[Stored entries]
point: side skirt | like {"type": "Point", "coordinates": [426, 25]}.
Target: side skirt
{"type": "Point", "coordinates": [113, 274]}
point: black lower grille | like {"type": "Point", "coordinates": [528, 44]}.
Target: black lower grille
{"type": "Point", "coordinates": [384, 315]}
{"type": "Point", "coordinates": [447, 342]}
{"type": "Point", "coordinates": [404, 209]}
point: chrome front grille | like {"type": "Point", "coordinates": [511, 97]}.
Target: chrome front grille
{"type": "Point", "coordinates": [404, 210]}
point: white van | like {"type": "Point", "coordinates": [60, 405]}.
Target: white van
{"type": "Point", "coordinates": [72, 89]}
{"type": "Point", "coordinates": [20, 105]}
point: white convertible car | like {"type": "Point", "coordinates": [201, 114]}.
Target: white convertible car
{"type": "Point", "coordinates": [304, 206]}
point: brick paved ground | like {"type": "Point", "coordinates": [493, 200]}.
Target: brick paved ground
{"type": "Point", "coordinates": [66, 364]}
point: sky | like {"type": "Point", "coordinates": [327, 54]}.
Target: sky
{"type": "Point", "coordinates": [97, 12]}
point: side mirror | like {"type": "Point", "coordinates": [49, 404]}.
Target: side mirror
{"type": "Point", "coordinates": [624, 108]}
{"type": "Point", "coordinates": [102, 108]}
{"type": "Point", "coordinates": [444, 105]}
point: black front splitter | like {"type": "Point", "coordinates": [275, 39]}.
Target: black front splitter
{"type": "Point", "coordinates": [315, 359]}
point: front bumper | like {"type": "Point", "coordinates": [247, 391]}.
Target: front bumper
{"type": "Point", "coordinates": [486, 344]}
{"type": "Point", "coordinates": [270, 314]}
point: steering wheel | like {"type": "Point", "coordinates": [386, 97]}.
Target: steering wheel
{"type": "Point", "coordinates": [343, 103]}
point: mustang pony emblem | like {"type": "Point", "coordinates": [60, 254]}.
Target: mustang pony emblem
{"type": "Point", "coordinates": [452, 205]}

• [AIM OF THE EXERCISE]
Copy out, word for word, every line from the one containing "point: side mirror" through the end of the items, including both of those ends.

• [RESPONSE]
point: side mirror | like {"type": "Point", "coordinates": [49, 404]}.
Target: side mirror
{"type": "Point", "coordinates": [624, 108]}
{"type": "Point", "coordinates": [102, 108]}
{"type": "Point", "coordinates": [444, 105]}
point: black front splitter | like {"type": "Point", "coordinates": [275, 39]}.
Target: black front splitter
{"type": "Point", "coordinates": [315, 359]}
point: front bumper | like {"type": "Point", "coordinates": [247, 391]}.
Target: front bumper
{"type": "Point", "coordinates": [486, 344]}
{"type": "Point", "coordinates": [270, 314]}
point: steering wheel | like {"type": "Point", "coordinates": [386, 97]}.
Target: steering wheel
{"type": "Point", "coordinates": [343, 103]}
point: mustang pony emblem | like {"type": "Point", "coordinates": [60, 254]}.
Target: mustang pony emblem
{"type": "Point", "coordinates": [452, 205]}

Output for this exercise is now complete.